Would you return each entry exactly as written, omitting any pictures?

***** Data for this exercise *****

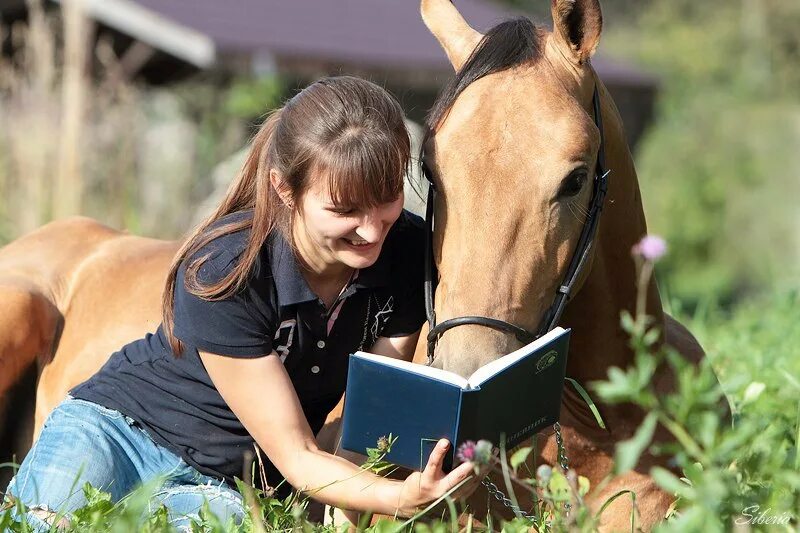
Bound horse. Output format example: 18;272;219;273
395;0;727;529
0;0;727;529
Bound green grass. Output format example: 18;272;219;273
2;289;798;531
607;288;800;532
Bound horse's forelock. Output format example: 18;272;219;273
425;17;545;140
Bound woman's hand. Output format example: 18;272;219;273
201;352;489;516
394;438;488;517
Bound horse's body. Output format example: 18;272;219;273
0;1;727;530
0;217;177;437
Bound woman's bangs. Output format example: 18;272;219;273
320;140;406;209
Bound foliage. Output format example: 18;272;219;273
0;2;284;244
592;288;800;530
362;434;399;476
600;0;800;305
223;76;284;121
2;279;798;530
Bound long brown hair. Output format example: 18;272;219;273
162;76;410;356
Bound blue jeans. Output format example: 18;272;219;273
2;396;245;531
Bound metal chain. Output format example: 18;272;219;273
481;424;573;519
481;476;534;520
553;422;570;472
553;422;572;514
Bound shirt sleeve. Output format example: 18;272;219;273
172;248;276;358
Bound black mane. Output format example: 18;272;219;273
426;17;544;133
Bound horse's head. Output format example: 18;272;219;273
422;0;643;376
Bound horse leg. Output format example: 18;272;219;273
0;364;37;490
0;283;62;486
0;283;62;408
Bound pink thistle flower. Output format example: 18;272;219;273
456;440;476;462
632;235;667;262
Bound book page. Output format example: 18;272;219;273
466;327;567;388
352;351;470;389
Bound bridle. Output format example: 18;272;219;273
421;84;610;366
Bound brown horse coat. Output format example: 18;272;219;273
0;217;177;436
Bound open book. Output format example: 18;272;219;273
341;327;570;472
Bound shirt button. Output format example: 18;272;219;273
311;365;320;374
317;340;326;349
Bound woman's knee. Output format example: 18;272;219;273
6;398;138;511
2;492;72;532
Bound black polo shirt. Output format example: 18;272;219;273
71;209;425;492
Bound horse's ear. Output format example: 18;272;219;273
550;0;603;65
421;0;484;71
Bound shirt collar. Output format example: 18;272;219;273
268;232;318;306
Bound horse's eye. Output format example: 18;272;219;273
557;170;588;198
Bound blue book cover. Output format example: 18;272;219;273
341;327;571;472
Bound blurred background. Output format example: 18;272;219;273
1;0;798;309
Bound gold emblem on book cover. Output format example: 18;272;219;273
536;350;558;374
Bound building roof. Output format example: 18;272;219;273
135;0;504;68
49;0;655;87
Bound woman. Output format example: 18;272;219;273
3;76;480;530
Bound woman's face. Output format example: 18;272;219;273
296;177;405;270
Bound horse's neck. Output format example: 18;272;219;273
560;85;664;385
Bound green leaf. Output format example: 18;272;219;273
779;368;800;390
592;367;637;403
613;411;658;474
565;377;607;429
620;310;635;334
83;482;112;506
546;470;571;502
642;326;661;346
682;462;703;486
578;475;591;497
694;411;719;449
741;381;766;405
362;434;399;475
650;466;695;499
0;509;14;531
509;447;533;472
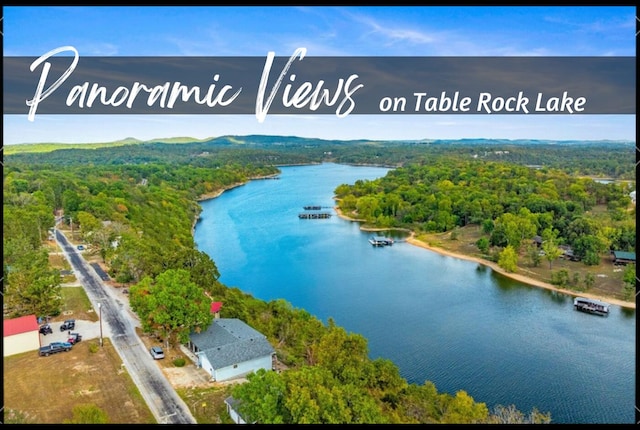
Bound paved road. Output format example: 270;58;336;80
54;229;197;424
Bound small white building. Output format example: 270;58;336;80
186;318;275;382
224;396;254;424
3;315;40;357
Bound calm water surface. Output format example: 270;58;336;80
194;163;636;424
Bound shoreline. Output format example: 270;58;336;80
333;206;635;310
192;180;634;311
191;173;281;234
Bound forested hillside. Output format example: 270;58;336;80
3;136;634;423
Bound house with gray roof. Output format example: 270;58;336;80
186;318;275;382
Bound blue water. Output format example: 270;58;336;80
194;163;636;424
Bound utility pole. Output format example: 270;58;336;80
98;302;103;347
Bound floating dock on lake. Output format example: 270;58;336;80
369;236;394;246
299;212;332;219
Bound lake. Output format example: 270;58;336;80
194;162;636;424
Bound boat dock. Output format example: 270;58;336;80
573;297;610;316
299;212;332;219
299;205;332;219
369;236;394;246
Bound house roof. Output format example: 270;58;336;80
612;251;636;261
3;315;39;337
190;318;275;369
210;301;223;313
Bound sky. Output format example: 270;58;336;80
2;5;637;145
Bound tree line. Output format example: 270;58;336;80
334;159;635;294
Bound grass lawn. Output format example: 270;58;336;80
58;287;99;323
3;339;156;424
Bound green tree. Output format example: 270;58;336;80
476;237;490;254
583;272;595;290
492;211;536;250
3;248;62;318
439;390;489;424
397;381;440;423
551;269;570;287
168;248;221;292
314;320;371;386
622;264;636;301
526;243;542;267
481;219;494;235
541;239;563;270
128;269;213;347
232;368;287;424
284;366;356;423
76;210;102;240
573;234;604;266
497;246;518;273
356;196;382;222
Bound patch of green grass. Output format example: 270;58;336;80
177;385;234;424
60;287;99;322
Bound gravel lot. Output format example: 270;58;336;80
39;318;105;346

*****

Problem solution:
Bound horse. Output format example: 18;272;219;273
395;0;727;529
0;0;727;529
Bound green grass. Output format example: 18;272;219;273
2;289;798;531
607;288;800;532
Bound horse's forelock. Output format example: 18;272;219;273
425;17;545;140
Bound woman's hand. Output format example: 18;272;219;273
201;352;489;516
394;438;488;517
Bound horse's body. Output format example: 18;272;219;273
0;1;727;530
0;217;177;437
Bound woman's bangs. Output format example: 18;272;219;273
320;140;406;209
Bound foliage. Output format example: 18;272;219;273
0;2;284;244
592;288;800;530
362;434;399;476
600;0;800;305
223;76;284;121
2;279;798;530
Bound long brown hair. Output format example: 18;272;219;273
162;76;410;356
Bound blue jeans. Output format example: 18;272;219;273
2;396;245;531
Bound metal chain. Output format example: 18;272;219;273
481;424;573;519
481;476;534;520
553;422;570;472
553;422;572;514
Bound shirt sleeve. Output format example: 18;272;219;273
172;248;276;358
Bound black mane. Output format example: 18;272;219;273
426;17;544;133
Bound horse's head. Output format example: 18;272;219;273
422;0;643;376
Bound horse leg. Output format example: 18;272;219;273
0;364;37;490
0;283;62;486
0;283;62;408
Bound pink thistle flower. Output format example: 18;272;219;273
456;440;476;462
632;235;667;262
Bound book page. Output format example: 18;272;219;273
466;327;567;388
352;351;470;389
Bound bridle. Output format example: 18;272;219;273
421;84;610;366
Bound brown horse coat. Output format example: 18;272;219;273
0;217;177;436
Bound open book. Output format example: 18;272;219;273
341;327;570;472
Bound shirt button. Output format example: 18;272;219;273
311;365;320;374
317;340;326;349
Bound woman's knee. Output format example: 18;272;219;273
6;398;138;511
2;492;72;532
Bound black polo shirt. Output format example: 18;272;219;273
71;209;425;492
Bound horse's ear. Output format example: 18;272;219;273
550;0;603;65
421;0;484;71
Bound shirt collar. Output format example: 18;272;219;273
268;232;318;306
Bound horse's eye. Output format example: 18;272;219;273
557;170;588;198
Bound blue book cover. Output format example: 18;272;219;273
341;327;571;472
Bound blurred background. Output format example: 18;272;219;273
1;0;798;309
Bound gold emblem on book cover. Output format example: 18;272;219;273
536;350;558;374
Bound building roof. Output format example: 18;272;219;273
135;0;504;68
49;0;655;87
Bound woman. Output format example: 18;272;219;273
3;76;480;530
Bound woman's face. Output format example: 18;272;219;273
296;177;405;270
Bound horse's neck. Output format example: 18;272;219;273
560;85;664;385
Bound green leaf. Output format example: 18;272;219;273
779;368;800;390
592;367;637;403
613;411;658;474
565;377;607;429
620;310;635;334
83;482;112;506
546;470;571;502
642;326;661;346
682;462;703;486
578;475;591;497
694;411;719;449
741;381;766;405
362;434;399;475
650;466;695;499
0;509;14;531
509;447;533;472
Bound paved road. Output format example: 270;58;336;80
54;229;197;424
Bound small white building. Output format example: 270;58;336;80
186;318;275;382
224;396;254;424
3;315;40;357
Bound calm water surface. Output format example: 270;58;336;80
194;163;636;424
Bound shoreline. Output format example: 270;58;336;80
333;206;635;310
192;180;634;311
191;173;281;234
Bound forested hillside. Output format example: 270;58;336;80
3;136;634;423
Bound house with gray roof. Output format example: 270;58;336;80
186;318;275;382
Bound blue water. Output format example: 270;58;336;80
194;163;636;424
Bound utility pole. Output format example: 270;58;336;80
98;302;103;347
Bound floating dock on lake. Output format example: 270;58;336;80
369;236;394;246
299;212;332;219
Bound lake. Output format example: 270;58;336;80
194;162;636;424
Bound boat dock. Output format example: 270;58;336;80
573;297;610;316
299;212;332;219
299;205;332;219
369;236;394;246
Bound house roof. Output format example: 270;58;336;80
612;251;636;261
3;315;39;337
190;318;275;369
210;301;223;313
Bound sky. Output format example: 270;58;336;80
2;5;637;145
Bound tree line. Output format example: 270;58;336;80
334;159;635;294
Bound grass lawn. Output format example: 270;58;336;80
58;287;99;323
3;339;156;424
Bound green tree. Output format example: 270;58;336;80
476;237;490;254
583;272;595;290
492;211;536;250
3;248;62;318
439;390;489;424
397;381;440;423
551;269;570;287
168;248;221;292
314;320;371;386
622;264;636;301
526;243;542;267
481;219;494;235
541;239;563;270
128;269;213;347
232;368;287;424
284;366;356;423
76;210;102;240
573;234;604;266
497;246;518;273
356;196;382;222
Bound patch of green grass. Output format example: 270;58;336;80
177;385;234;424
60;287;99;322
Bound gravel lot. Output format example: 270;58;336;80
39;318;105;346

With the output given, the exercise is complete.